(INFORMATION PROVIDED)
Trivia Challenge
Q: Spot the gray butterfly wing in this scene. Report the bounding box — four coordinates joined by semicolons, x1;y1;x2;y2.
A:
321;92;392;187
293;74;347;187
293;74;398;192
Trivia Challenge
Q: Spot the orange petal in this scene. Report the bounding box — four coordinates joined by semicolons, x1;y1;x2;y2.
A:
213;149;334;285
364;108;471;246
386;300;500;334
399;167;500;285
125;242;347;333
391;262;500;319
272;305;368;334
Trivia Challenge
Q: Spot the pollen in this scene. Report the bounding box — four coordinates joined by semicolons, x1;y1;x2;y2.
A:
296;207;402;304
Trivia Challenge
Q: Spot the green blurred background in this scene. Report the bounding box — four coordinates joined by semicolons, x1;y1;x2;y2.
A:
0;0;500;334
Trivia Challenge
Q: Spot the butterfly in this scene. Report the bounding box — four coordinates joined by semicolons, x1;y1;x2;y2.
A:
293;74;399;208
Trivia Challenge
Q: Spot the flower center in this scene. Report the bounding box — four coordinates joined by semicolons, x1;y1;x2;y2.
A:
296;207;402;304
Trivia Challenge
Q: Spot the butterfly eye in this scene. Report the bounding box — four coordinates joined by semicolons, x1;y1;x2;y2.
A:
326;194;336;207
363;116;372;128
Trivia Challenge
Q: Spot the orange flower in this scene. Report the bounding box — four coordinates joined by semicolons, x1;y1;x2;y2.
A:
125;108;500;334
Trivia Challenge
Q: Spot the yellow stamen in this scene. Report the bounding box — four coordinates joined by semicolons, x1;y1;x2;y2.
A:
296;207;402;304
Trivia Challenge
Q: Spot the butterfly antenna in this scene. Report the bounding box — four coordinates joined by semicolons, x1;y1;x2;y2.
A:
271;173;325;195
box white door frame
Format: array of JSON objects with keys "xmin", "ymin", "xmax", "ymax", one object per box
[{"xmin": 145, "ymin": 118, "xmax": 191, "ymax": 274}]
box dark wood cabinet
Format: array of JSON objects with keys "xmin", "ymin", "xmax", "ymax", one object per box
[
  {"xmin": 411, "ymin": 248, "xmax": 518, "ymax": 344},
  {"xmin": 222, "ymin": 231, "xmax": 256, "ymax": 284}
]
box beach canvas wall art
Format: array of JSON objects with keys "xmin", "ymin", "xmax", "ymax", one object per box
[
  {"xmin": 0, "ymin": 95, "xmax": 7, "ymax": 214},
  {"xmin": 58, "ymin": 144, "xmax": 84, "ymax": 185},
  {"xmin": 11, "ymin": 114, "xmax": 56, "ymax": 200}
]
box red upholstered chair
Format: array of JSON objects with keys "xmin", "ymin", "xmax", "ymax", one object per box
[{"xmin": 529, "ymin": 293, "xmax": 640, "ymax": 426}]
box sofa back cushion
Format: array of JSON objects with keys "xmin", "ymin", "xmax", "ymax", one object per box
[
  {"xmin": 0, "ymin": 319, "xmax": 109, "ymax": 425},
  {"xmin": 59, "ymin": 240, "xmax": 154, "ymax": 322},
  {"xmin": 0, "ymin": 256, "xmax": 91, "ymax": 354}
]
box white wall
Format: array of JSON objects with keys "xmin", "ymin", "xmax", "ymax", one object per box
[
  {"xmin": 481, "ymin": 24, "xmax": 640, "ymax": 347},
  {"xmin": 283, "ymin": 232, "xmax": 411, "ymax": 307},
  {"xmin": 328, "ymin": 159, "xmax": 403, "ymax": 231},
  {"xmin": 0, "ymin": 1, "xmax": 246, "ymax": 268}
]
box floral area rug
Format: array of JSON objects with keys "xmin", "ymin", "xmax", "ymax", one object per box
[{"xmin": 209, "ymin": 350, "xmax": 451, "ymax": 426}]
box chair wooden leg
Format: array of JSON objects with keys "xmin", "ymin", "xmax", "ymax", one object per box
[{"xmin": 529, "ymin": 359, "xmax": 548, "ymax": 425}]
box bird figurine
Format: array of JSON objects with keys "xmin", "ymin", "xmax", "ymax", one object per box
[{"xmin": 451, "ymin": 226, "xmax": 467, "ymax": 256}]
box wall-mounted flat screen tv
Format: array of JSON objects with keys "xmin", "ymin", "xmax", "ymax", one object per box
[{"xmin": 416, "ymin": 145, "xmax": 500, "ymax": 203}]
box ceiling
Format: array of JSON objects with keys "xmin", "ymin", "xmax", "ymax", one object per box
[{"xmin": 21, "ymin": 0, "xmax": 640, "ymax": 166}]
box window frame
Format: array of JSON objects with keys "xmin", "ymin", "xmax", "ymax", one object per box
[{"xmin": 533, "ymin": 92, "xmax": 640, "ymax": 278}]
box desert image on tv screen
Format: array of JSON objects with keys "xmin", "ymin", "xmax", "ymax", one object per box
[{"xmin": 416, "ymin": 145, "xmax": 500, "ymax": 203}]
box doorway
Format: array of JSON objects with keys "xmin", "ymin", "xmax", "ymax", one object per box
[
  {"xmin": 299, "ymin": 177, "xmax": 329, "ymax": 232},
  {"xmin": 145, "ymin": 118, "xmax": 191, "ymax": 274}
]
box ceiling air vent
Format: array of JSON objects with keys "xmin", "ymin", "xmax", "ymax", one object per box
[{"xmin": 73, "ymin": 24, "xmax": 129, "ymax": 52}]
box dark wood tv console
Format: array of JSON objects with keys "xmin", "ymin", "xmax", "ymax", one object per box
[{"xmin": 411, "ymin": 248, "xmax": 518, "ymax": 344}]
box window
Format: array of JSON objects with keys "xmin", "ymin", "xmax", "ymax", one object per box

(OBJECTIVE) Copy all of the records above verbatim, line for line.

(SOLUTION BELOW)
Trivia Challenge
Q: Spot the gray butterfly wing in this scene. Report the bounding box — four coordinates joined by semicolons, x1;y1;x2;y2.
A:
321;92;392;187
293;74;347;187
293;74;398;192
Trivia Challenge
Q: Spot the orange petal in this scene. Report the bounding box — four coordinates joined by semicolons, x1;y1;x2;y2.
A:
213;149;334;285
364;108;471;246
386;300;500;334
399;167;500;285
125;242;347;333
391;262;500;319
272;305;368;334
Trivia Challenge
Q: Spot the pollen in this scene. Report the bounding box — four coordinates joined by semicolons, x1;y1;x2;y2.
A:
296;207;402;304
Trivia Challenge
Q: Spot the green blurred background in this scene. Report the bounding box — four coordinates joined by semicolons, x1;y1;x2;y2.
A:
0;0;500;334
Trivia Challenge
Q: Spot the butterfly in this scene. Report the bounding box — four coordinates joined by semicolons, x1;y1;x2;y2.
A:
293;74;399;208
Trivia Challenge
Q: Spot the flower center in this scene. Report the bounding box — four coordinates joined by semicolons, x1;y1;x2;y2.
A:
296;207;402;304
Trivia Challenge
Q: Spot the butterfly eye in this scene. Report the bounding box — four coordinates joined by semicolons, x1;y1;x2;y2.
A:
326;194;336;207
363;116;372;128
Trivia Challenge
Q: Spot the orange flower in this scene. Report the bounding box — four coordinates joined by semicolons, x1;y1;x2;y2.
A:
125;108;500;334
Trivia Challenge
Q: Spot the yellow stamen in this scene. Report the bounding box — four coordinates joined by semicolons, x1;y1;x2;y2.
A:
296;207;402;304
Trivia Challenge
Q: Spot the butterfly antenna in this scene. Report the bounding box — four coordinates joined by semicolons, x1;y1;x2;y2.
A:
271;173;325;195
box white door frame
Format: array of JSON objects with keys "xmin", "ymin", "xmax", "ymax", one object per box
[{"xmin": 145, "ymin": 118, "xmax": 191, "ymax": 274}]
box dark wood cabinet
Format: array of JSON objects with keys "xmin", "ymin", "xmax", "ymax", one object per box
[
  {"xmin": 411, "ymin": 248, "xmax": 518, "ymax": 344},
  {"xmin": 222, "ymin": 231, "xmax": 256, "ymax": 284}
]
box beach canvas wall art
Format: array of JSON objects with keys "xmin", "ymin", "xmax", "ymax", one object per box
[
  {"xmin": 0, "ymin": 95, "xmax": 7, "ymax": 214},
  {"xmin": 58, "ymin": 144, "xmax": 84, "ymax": 185},
  {"xmin": 11, "ymin": 114, "xmax": 56, "ymax": 200}
]
box red upholstered chair
Format: array of JSON objects with keys "xmin", "ymin", "xmax", "ymax", one object per box
[{"xmin": 529, "ymin": 293, "xmax": 640, "ymax": 426}]
box sofa back cushion
Format: array of JSON objects with keys "xmin", "ymin", "xmax", "ymax", one object per box
[
  {"xmin": 0, "ymin": 319, "xmax": 109, "ymax": 425},
  {"xmin": 59, "ymin": 240, "xmax": 154, "ymax": 322},
  {"xmin": 0, "ymin": 256, "xmax": 91, "ymax": 354}
]
box white wall
Format: array of JSON objects with keys "xmin", "ymin", "xmax", "ymax", one object per box
[
  {"xmin": 481, "ymin": 24, "xmax": 640, "ymax": 347},
  {"xmin": 283, "ymin": 232, "xmax": 411, "ymax": 307},
  {"xmin": 328, "ymin": 159, "xmax": 403, "ymax": 231},
  {"xmin": 0, "ymin": 1, "xmax": 246, "ymax": 268}
]
box floral area rug
Format: array of JSON objects with keys "xmin", "ymin", "xmax", "ymax", one object per box
[{"xmin": 209, "ymin": 350, "xmax": 451, "ymax": 426}]
box chair wooden leg
Format: array of JSON objects with keys "xmin", "ymin", "xmax", "ymax", one object per box
[{"xmin": 529, "ymin": 359, "xmax": 548, "ymax": 425}]
box bird figurine
Format: array of JSON objects with keys "xmin", "ymin", "xmax", "ymax", one object per box
[{"xmin": 451, "ymin": 226, "xmax": 467, "ymax": 256}]
box wall-mounted flat screen tv
Format: array of JSON objects with keys "xmin", "ymin", "xmax", "ymax", one object per box
[{"xmin": 416, "ymin": 145, "xmax": 500, "ymax": 203}]
box ceiling
Format: array of JSON objects with keys "xmin", "ymin", "xmax", "ymax", one object per box
[{"xmin": 21, "ymin": 0, "xmax": 640, "ymax": 166}]
box window frame
Format: array of JSON objects with keys "xmin", "ymin", "xmax", "ymax", one object per box
[{"xmin": 533, "ymin": 92, "xmax": 640, "ymax": 278}]
box desert image on tv screen
Format: array of JSON objects with keys "xmin", "ymin", "xmax", "ymax", one object per box
[{"xmin": 416, "ymin": 145, "xmax": 500, "ymax": 203}]
box doorway
Format: array of JSON objects with keys "xmin", "ymin", "xmax", "ymax", one object per box
[
  {"xmin": 299, "ymin": 177, "xmax": 329, "ymax": 232},
  {"xmin": 145, "ymin": 118, "xmax": 191, "ymax": 274}
]
box ceiling air vent
Format: array of JSON objects with keys "xmin", "ymin", "xmax", "ymax", one object per box
[{"xmin": 73, "ymin": 24, "xmax": 129, "ymax": 52}]
box dark wood tv console
Format: array of JSON objects with keys "xmin", "ymin", "xmax", "ymax", one object per box
[{"xmin": 411, "ymin": 248, "xmax": 518, "ymax": 344}]
box window
Format: array of JSON objects with keys "xmin", "ymin", "xmax", "ymax", one object per box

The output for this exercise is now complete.